* **MATERIAL PROVIDED**:
## begin

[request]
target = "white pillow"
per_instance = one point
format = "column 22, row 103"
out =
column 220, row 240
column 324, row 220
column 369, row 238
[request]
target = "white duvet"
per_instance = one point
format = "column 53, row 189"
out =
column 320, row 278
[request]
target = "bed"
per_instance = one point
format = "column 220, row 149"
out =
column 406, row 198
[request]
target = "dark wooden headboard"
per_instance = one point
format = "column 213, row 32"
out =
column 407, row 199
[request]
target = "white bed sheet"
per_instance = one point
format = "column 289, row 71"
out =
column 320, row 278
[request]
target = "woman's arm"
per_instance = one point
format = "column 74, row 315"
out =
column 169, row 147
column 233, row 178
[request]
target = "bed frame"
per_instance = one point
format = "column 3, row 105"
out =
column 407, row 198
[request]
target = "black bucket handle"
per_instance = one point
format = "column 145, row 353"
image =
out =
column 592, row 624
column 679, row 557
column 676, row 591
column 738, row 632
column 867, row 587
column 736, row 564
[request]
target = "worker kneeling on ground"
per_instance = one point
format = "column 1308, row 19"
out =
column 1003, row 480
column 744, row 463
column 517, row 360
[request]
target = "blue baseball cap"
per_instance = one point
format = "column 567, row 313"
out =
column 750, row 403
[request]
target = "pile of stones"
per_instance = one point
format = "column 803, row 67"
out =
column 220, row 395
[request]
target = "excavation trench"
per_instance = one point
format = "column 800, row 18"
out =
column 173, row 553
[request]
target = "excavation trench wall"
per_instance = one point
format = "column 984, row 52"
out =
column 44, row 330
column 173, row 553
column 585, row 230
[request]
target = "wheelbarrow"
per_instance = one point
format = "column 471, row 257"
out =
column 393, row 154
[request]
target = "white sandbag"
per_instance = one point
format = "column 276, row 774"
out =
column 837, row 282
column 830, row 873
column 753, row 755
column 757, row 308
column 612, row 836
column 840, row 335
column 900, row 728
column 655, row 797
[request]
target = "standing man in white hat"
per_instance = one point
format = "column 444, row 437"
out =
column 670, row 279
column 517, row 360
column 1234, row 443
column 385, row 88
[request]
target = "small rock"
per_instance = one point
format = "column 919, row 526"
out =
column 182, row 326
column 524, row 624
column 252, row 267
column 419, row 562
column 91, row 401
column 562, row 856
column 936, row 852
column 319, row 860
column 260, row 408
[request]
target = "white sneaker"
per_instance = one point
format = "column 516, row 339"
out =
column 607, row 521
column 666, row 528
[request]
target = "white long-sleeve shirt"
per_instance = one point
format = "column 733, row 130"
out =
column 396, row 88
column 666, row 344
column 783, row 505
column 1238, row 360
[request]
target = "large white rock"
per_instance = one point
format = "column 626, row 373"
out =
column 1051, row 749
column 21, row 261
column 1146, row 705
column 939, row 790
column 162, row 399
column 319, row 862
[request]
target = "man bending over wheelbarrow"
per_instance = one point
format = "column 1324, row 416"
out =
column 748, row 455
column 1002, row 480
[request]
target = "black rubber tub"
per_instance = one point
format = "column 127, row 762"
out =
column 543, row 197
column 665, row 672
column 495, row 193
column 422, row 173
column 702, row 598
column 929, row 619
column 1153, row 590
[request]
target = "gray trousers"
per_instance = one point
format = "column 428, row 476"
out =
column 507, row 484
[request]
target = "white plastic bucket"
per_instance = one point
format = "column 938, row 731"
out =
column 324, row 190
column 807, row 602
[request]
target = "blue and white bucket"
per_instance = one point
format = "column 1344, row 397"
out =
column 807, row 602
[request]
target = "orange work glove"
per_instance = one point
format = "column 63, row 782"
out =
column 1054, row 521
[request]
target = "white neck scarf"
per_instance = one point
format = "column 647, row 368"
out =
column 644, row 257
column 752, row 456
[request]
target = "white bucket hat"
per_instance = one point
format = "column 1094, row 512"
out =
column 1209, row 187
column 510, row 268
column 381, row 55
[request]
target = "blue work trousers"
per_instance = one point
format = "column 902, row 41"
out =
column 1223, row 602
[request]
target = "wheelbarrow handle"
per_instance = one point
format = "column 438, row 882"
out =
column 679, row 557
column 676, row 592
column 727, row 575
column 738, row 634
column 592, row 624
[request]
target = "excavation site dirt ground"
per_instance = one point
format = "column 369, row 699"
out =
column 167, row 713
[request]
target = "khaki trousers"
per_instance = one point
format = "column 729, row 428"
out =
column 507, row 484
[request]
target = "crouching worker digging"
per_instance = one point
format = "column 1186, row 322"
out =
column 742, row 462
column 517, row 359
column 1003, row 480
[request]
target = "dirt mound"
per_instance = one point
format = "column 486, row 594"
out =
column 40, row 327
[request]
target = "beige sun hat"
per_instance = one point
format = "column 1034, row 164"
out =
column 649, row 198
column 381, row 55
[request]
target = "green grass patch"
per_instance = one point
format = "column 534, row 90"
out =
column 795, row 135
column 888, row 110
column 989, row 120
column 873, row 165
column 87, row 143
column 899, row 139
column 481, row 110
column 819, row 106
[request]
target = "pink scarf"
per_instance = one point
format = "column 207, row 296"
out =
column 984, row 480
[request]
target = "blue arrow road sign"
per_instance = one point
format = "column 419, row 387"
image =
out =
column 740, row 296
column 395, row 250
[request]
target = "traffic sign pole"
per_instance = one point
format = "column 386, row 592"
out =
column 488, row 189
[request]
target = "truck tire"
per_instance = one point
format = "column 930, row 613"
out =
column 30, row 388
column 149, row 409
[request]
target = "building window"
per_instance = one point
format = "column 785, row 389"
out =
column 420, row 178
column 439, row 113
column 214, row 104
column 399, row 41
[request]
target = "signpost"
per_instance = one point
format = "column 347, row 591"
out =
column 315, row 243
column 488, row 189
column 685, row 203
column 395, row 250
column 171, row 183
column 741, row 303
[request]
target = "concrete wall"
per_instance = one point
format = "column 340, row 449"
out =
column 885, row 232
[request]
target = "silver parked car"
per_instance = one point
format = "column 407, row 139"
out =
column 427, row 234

## end

* **STATED GOAL**:
Format all the rows above as a two-column Markdown table, with each line numbered under No. and its text under Line. Leave out blank lines.

* **REPLY TO THE EXERCISE**:
| No. | Line |
|---|---|
| 1 | [request] |
| 2 | target = "white pillow" |
| 3 | per_instance = one point |
| 4 | format = "column 22, row 103" |
| 5 | out = |
| 6 | column 220, row 240 |
| 7 | column 324, row 220 |
| 8 | column 369, row 238 |
| 9 | [request] |
| 10 | target = "white duvet" |
| 11 | per_instance = one point |
| 12 | format = "column 53, row 189" |
| 13 | out = |
| 14 | column 320, row 278 |
| 15 | [request] |
| 16 | target = "bed" |
| 17 | per_instance = one point |
| 18 | format = "column 220, row 149" |
| 19 | out = |
| 20 | column 406, row 198 |
| 21 | [request] |
| 22 | target = "dark wooden headboard" |
| 23 | per_instance = one point |
| 24 | format = "column 213, row 32" |
| 25 | out = |
| 26 | column 407, row 199 |
| 27 | [request] |
| 28 | target = "white bed sheet" |
| 29 | per_instance = one point |
| 30 | format = "column 289, row 71" |
| 31 | out = |
| 32 | column 320, row 278 |
| 33 | [request] |
| 34 | target = "woman's arm" |
| 35 | per_instance = one point |
| 36 | format = "column 74, row 315" |
| 37 | out = |
| 38 | column 169, row 147 |
| 39 | column 233, row 178 |
| 40 | [request] |
| 41 | target = "bed frame" |
| 42 | per_instance = one point |
| 43 | format = "column 3, row 105" |
| 44 | out = |
| 45 | column 407, row 198 |
| 46 | [request] |
| 47 | target = "black bucket handle" |
| 48 | per_instance = one point |
| 49 | format = "column 145, row 353" |
| 50 | image = |
| 51 | out = |
| 52 | column 592, row 624 |
| 53 | column 679, row 557 |
| 54 | column 676, row 591 |
| 55 | column 738, row 632 |
| 56 | column 867, row 587 |
| 57 | column 736, row 564 |
| 58 | [request] |
| 59 | target = "worker kneeling on ground" |
| 60 | per_instance = one point |
| 61 | format = "column 1308, row 19" |
| 62 | out = |
| 63 | column 1003, row 480 |
| 64 | column 744, row 463 |
| 65 | column 517, row 360 |
| 66 | [request] |
| 67 | target = "blue baseball cap" |
| 68 | per_instance = one point |
| 69 | format = "column 567, row 313" |
| 70 | out = |
| 71 | column 750, row 403 |
| 72 | [request] |
| 73 | target = "pile of stones" |
| 74 | per_instance = one point |
| 75 | format = "column 803, row 67" |
| 76 | out = |
| 77 | column 220, row 395 |
| 78 | [request] |
| 79 | target = "excavation trench" |
| 80 | per_instance = one point |
| 81 | format = "column 800, row 18" |
| 82 | out = |
| 83 | column 173, row 553 |
| 84 | [request] |
| 85 | target = "excavation trench wall" |
| 86 | per_instance = one point |
| 87 | format = "column 984, row 52" |
| 88 | out = |
| 89 | column 44, row 330 |
| 90 | column 173, row 553 |
| 91 | column 585, row 230 |
| 92 | [request] |
| 93 | target = "wheelbarrow" |
| 94 | per_instance = one point |
| 95 | format = "column 471, row 257" |
| 96 | out = |
| 97 | column 393, row 154 |
| 98 | [request] |
| 99 | target = "white sandbag" |
| 100 | per_instance = one point |
| 101 | format = "column 276, row 774" |
| 102 | out = |
| 103 | column 837, row 282 |
| 104 | column 830, row 873 |
| 105 | column 753, row 755 |
| 106 | column 757, row 308 |
| 107 | column 612, row 836 |
| 108 | column 840, row 335 |
| 109 | column 900, row 728 |
| 110 | column 655, row 797 |
| 111 | [request] |
| 112 | target = "standing man in white hat" |
| 113 | per_instance = one point |
| 114 | format = "column 444, row 437" |
| 115 | out = |
| 116 | column 670, row 279 |
| 117 | column 517, row 360 |
| 118 | column 1234, row 443 |
| 119 | column 385, row 88 |
| 120 | [request] |
| 121 | target = "small rock" |
| 122 | per_instance = one point |
| 123 | format = "column 919, row 526" |
| 124 | out = |
| 125 | column 182, row 326 |
| 126 | column 524, row 624 |
| 127 | column 252, row 267 |
| 128 | column 419, row 562 |
| 129 | column 91, row 401 |
| 130 | column 562, row 856 |
| 131 | column 936, row 852 |
| 132 | column 319, row 860 |
| 133 | column 260, row 408 |
| 134 | [request] |
| 135 | target = "white sneaker" |
| 136 | per_instance = one point |
| 137 | format = "column 516, row 339" |
| 138 | out = |
| 139 | column 607, row 521 |
| 140 | column 666, row 528 |
| 141 | [request] |
| 142 | target = "white long-sleeve shirt" |
| 143 | per_instance = one point |
| 144 | format = "column 733, row 130" |
| 145 | out = |
| 146 | column 396, row 88 |
| 147 | column 666, row 344 |
| 148 | column 783, row 505 |
| 149 | column 1238, row 360 |
| 150 | [request] |
| 151 | target = "large white rock" |
| 152 | per_instance = one point |
| 153 | format = "column 626, row 373" |
| 154 | out = |
| 155 | column 1051, row 749 |
| 156 | column 21, row 261 |
| 157 | column 1146, row 705 |
| 158 | column 939, row 790 |
| 159 | column 162, row 399 |
| 160 | column 319, row 862 |
| 161 | [request] |
| 162 | target = "man bending over wheelbarrow" |
| 163 | per_instance = one point |
| 164 | format = "column 1324, row 416" |
| 165 | out = |
| 166 | column 748, row 455 |
| 167 | column 1002, row 480 |
| 168 | [request] |
| 169 | target = "black rubber tub" |
| 170 | per_instance = one point |
| 171 | format = "column 127, row 762" |
| 172 | out = |
| 173 | column 543, row 197 |
| 174 | column 665, row 672 |
| 175 | column 495, row 193 |
| 176 | column 422, row 173 |
| 177 | column 702, row 598 |
| 178 | column 929, row 619 |
| 179 | column 1153, row 590 |
| 180 | [request] |
| 181 | target = "gray trousers" |
| 182 | per_instance = one point |
| 183 | format = "column 428, row 476" |
| 184 | out = |
| 185 | column 507, row 484 |
| 186 | [request] |
| 187 | target = "white plastic bucket" |
| 188 | per_instance = one point |
| 189 | format = "column 938, row 731" |
| 190 | out = |
| 191 | column 324, row 190 |
| 192 | column 807, row 602 |
| 193 | [request] |
| 194 | target = "blue and white bucket" |
| 195 | per_instance = one point |
| 196 | format = "column 1344, row 397" |
| 197 | out = |
| 198 | column 807, row 602 |
| 199 | [request] |
| 200 | target = "orange work glove" |
| 201 | per_instance = one point |
| 202 | format = "column 63, row 782" |
| 203 | out = |
| 204 | column 1054, row 521 |
| 205 | [request] |
| 206 | target = "white neck scarf" |
| 207 | per_instance = one point |
| 208 | format = "column 647, row 368" |
| 209 | out = |
| 210 | column 644, row 257 |
| 211 | column 752, row 456 |
| 212 | [request] |
| 213 | target = "white bucket hat" |
| 214 | per_instance = one point |
| 215 | format = "column 1094, row 512" |
| 216 | out = |
| 217 | column 1209, row 187 |
| 218 | column 510, row 268 |
| 219 | column 381, row 55 |
| 220 | [request] |
| 221 | target = "blue work trousers" |
| 222 | per_instance = one point |
| 223 | format = "column 902, row 41" |
| 224 | out = |
| 225 | column 1223, row 602 |
| 226 | [request] |
| 227 | target = "wheelbarrow handle" |
| 228 | per_instance = one point |
| 229 | format = "column 438, row 882" |
| 230 | out = |
| 231 | column 679, row 557 |
| 232 | column 676, row 592 |
| 233 | column 727, row 575 |
| 234 | column 738, row 634 |
| 235 | column 592, row 624 |
| 236 | [request] |
| 237 | target = "excavation site dirt ground" |
| 238 | per_instance = one point |
| 239 | format = "column 369, row 699" |
| 240 | out = |
| 241 | column 167, row 713 |
| 242 | [request] |
| 243 | target = "khaki trousers" |
| 244 | per_instance = one point |
| 245 | format = "column 729, row 428" |
| 246 | out = |
| 247 | column 507, row 484 |
| 248 | [request] |
| 249 | target = "crouching worker digging" |
| 250 | per_instance = one point |
| 251 | format = "column 1186, row 322" |
| 252 | out = |
| 253 | column 742, row 462 |
| 254 | column 517, row 359 |
| 255 | column 1003, row 480 |
| 256 | [request] |
| 257 | target = "dirt mound" |
| 258 | per_instance = one point |
| 259 | format = "column 486, row 594" |
| 260 | out = |
| 261 | column 40, row 327 |
| 262 | [request] |
| 263 | target = "beige sun hat" |
| 264 | per_instance = one point |
| 265 | format = "column 1034, row 164" |
| 266 | out = |
| 267 | column 649, row 198 |
| 268 | column 381, row 55 |
| 269 | [request] |
| 270 | target = "green grass patch" |
| 271 | per_instance = one point |
| 272 | format = "column 534, row 90" |
| 273 | out = |
| 274 | column 795, row 135 |
| 275 | column 888, row 110 |
| 276 | column 989, row 120 |
| 277 | column 873, row 165 |
| 278 | column 87, row 143 |
| 279 | column 899, row 139 |
| 280 | column 481, row 110 |
| 281 | column 819, row 106 |
| 282 | [request] |
| 283 | target = "pink scarf" |
| 284 | per_instance = one point |
| 285 | format = "column 207, row 296" |
| 286 | out = |
| 287 | column 984, row 480 |
| 288 | [request] |
| 289 | target = "blue arrow road sign" |
| 290 | per_instance = one point |
| 291 | format = "column 419, row 387" |
| 292 | image = |
| 293 | out = |
| 294 | column 740, row 296 |
| 295 | column 395, row 250 |
| 296 | [request] |
| 297 | target = "traffic sign pole" |
| 298 | per_instance = one point |
| 299 | format = "column 386, row 592" |
| 300 | out = |
| 301 | column 488, row 189 |
| 302 | [request] |
| 303 | target = "truck tire" |
| 304 | per_instance = one point |
| 305 | format = "column 930, row 613" |
| 306 | out = |
| 307 | column 30, row 388 |
| 308 | column 149, row 409 |
| 309 | [request] |
| 310 | target = "building window" |
| 311 | per_instance = one point |
| 312 | format = "column 785, row 389" |
| 313 | out = |
| 314 | column 420, row 178 |
| 315 | column 439, row 113 |
| 316 | column 214, row 104 |
| 317 | column 399, row 41 |
| 318 | [request] |
| 319 | target = "signpost" |
| 320 | per_instance = one point |
| 321 | format = "column 347, row 591" |
| 322 | out = |
| 323 | column 315, row 243 |
| 324 | column 488, row 189 |
| 325 | column 685, row 203 |
| 326 | column 395, row 250 |
| 327 | column 171, row 183 |
| 328 | column 741, row 303 |
| 329 | [request] |
| 330 | target = "concrete wall" |
| 331 | per_instance = one point |
| 332 | format = "column 340, row 449" |
| 333 | out = |
| 334 | column 885, row 232 |
| 335 | [request] |
| 336 | target = "silver parked car" |
| 337 | per_instance = one point |
| 338 | format = "column 407, row 139" |
| 339 | out = |
| 340 | column 427, row 234 |